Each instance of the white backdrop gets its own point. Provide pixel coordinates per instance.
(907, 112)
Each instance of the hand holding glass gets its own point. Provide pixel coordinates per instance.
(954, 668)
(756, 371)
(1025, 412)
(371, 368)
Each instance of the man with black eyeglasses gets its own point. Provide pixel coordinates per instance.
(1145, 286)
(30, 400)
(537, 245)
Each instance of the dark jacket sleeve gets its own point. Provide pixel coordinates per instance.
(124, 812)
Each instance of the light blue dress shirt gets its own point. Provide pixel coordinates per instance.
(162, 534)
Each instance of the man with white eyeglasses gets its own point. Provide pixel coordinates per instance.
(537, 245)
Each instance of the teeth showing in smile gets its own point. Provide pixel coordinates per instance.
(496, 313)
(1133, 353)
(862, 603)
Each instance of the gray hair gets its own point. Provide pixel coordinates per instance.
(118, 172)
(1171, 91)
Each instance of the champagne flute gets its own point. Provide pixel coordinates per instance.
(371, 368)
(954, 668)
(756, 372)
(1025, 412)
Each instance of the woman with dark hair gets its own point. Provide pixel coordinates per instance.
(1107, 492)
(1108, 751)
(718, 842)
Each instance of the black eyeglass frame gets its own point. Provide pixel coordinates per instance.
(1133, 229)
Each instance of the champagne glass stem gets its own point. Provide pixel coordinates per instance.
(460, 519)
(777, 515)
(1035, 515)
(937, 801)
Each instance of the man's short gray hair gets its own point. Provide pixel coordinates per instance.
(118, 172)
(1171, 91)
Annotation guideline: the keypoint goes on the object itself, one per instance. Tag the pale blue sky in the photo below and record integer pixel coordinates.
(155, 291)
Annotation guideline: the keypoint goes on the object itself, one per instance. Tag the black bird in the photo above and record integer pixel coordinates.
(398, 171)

· · ·

PROBLEM TO SOLVE: Type out the entries once more, precisely.

PROBLEM SOLUTION:
Each instance of the white backdrop gets its own point. Provide pixel coordinates per instance.
(907, 112)
Each instance of the hand holding glass gets its own point. Provide pixel coordinates per instance.
(954, 668)
(756, 371)
(1025, 412)
(371, 368)
Each instance of the man with black eyeglasses gets its own point. Provide pixel coordinates per instance.
(1145, 286)
(30, 400)
(537, 245)
Each instance of the dark jacket sleeve gets its own point. Provide pixel coordinates per instance.
(124, 812)
Each instance of the light blue dress shirt gets its own point. Provide pixel coordinates per instance.
(162, 534)
Each instance of the man with white eyeglasses gets its own point. Provide pixel coordinates per instance.
(537, 245)
Each instance of the teeth showing in smile gets its own point. Provide pixel coordinates per instance.
(496, 313)
(1133, 353)
(862, 603)
Each instance of the gray hair gets its own point. Provide pixel coordinates per instance.
(118, 172)
(1171, 91)
Each instance of the champagne flute gets its own point. Provide pixel coordinates per instance.
(371, 368)
(954, 668)
(756, 372)
(1025, 412)
Each instance of the woman with dark hair gets its own point. Provide pixel coordinates per instance.
(1107, 492)
(1108, 751)
(718, 842)
Each instance of the black eyeglass frame gets its own point. Provide pixel coordinates per instance.
(1133, 229)
Each instance of the champagne glass stem gets its own point. Provide pixel coordinates per instance.
(460, 519)
(777, 515)
(1035, 515)
(937, 801)
Each instance of the man's short gray hair gets its own point. Provide pixel coordinates per instance.
(118, 172)
(1171, 91)
Annotation guideline: the keypoint goes on the object itself, one per instance. Tag the pale blue sky in the photo below and record integer pixel coordinates.
(155, 291)
Annotation guideline: the keypoint goes on the object itself, one per instance. Tag the black bird in the photo above and record integer pixel coordinates.
(398, 171)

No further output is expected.